**Aim**
Reproduce every row below word for word, keeping each line intact and in its original order.

(Items from a data source)
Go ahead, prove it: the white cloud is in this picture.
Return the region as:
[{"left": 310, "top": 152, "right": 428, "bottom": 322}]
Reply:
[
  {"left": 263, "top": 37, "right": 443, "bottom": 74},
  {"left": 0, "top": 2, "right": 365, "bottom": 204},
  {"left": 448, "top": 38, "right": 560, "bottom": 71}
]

**Task answer**
Go ahead, prove it: the white cloud is in this picture.
Return the region as:
[{"left": 310, "top": 152, "right": 428, "bottom": 322}]
Reply:
[
  {"left": 263, "top": 37, "right": 443, "bottom": 74},
  {"left": 0, "top": 2, "right": 365, "bottom": 204},
  {"left": 448, "top": 38, "right": 560, "bottom": 71}
]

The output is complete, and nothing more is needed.